#### [WHAT IS NEEDED]
Would you write out, word for word, each line of the records below from the top through the one holding "Target: window"?

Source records
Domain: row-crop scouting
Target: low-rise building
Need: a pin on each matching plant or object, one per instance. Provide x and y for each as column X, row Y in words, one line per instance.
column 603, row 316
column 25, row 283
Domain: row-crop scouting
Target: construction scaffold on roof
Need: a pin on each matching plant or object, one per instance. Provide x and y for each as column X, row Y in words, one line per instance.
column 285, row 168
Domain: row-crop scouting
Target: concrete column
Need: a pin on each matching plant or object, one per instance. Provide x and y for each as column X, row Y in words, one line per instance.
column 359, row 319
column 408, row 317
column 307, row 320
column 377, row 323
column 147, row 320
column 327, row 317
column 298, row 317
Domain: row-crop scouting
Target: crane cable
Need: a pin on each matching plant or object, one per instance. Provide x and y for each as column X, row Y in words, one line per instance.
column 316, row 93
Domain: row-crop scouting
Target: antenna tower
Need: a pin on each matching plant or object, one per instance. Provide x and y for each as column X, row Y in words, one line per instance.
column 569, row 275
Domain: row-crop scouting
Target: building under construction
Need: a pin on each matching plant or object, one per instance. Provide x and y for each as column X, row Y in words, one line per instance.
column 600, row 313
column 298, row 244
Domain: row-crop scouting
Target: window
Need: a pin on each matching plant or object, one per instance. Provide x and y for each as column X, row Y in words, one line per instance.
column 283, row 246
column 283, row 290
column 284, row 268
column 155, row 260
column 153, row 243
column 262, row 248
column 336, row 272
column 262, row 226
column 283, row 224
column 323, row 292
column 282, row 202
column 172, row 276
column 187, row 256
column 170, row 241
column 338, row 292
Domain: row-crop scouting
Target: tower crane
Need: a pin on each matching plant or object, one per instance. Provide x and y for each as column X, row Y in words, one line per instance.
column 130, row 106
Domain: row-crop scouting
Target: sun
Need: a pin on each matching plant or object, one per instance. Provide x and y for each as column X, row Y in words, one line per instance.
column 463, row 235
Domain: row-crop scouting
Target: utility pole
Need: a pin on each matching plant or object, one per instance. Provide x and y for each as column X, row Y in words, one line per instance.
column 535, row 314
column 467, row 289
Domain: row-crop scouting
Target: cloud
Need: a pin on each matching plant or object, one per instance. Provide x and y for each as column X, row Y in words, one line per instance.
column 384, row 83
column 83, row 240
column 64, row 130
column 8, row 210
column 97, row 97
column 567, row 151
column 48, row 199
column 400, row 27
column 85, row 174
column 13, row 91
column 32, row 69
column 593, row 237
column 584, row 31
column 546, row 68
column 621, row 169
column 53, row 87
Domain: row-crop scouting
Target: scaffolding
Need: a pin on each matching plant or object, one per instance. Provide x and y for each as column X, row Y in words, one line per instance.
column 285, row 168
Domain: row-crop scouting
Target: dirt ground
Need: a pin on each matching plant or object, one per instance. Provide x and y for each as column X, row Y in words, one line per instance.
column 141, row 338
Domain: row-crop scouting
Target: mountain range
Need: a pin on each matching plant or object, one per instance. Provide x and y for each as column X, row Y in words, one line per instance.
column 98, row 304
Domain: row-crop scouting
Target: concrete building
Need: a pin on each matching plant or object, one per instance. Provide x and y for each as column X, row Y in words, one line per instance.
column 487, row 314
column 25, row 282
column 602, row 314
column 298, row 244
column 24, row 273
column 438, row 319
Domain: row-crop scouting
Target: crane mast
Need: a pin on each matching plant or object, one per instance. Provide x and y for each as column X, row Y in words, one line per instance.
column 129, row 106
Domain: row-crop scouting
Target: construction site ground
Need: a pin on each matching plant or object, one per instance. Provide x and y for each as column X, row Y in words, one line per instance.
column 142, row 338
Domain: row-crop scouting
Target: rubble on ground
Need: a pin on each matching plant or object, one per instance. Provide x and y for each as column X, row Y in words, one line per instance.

#### [ANSWER SECTION]
Domain: row-crop scouting
Target: low-rise building
Need: a pin on each matching plant or object, one per instance. Provide x and y for each as column X, row Y in words, one line per instance.
column 603, row 316
column 25, row 283
Domain: row-crop scouting
Target: construction scaffold on roof
Need: a pin on each matching plant or object, one per instance. Provide x and y for each as column X, row Y in words, one line per instance.
column 285, row 168
Domain: row-crop scouting
Target: concrete column
Need: a pin on each matching plant or object, one per instance. Provide x and y for each as column X, row Y in words, one line per instance.
column 359, row 319
column 408, row 317
column 307, row 320
column 377, row 323
column 147, row 320
column 327, row 317
column 298, row 317
Domain: row-crop scouting
Target: crane cable
Need: a pin on each matching plant or object, one per instance. Provide x and y for each as column X, row Y in words, one line per instance.
column 316, row 93
Domain: row-crop scouting
Target: antenna tower
Need: a pin on each matching plant or object, one per instance. Provide x and y for each as column X, row Y in words, one line per instance.
column 569, row 275
Domain: row-crop scouting
Target: building under construction
Need: a pin on each matching plant or object, one per instance. Provide x and y for each as column X, row Y in words, one line per instance.
column 600, row 313
column 298, row 244
Domain: row-crop scouting
Target: window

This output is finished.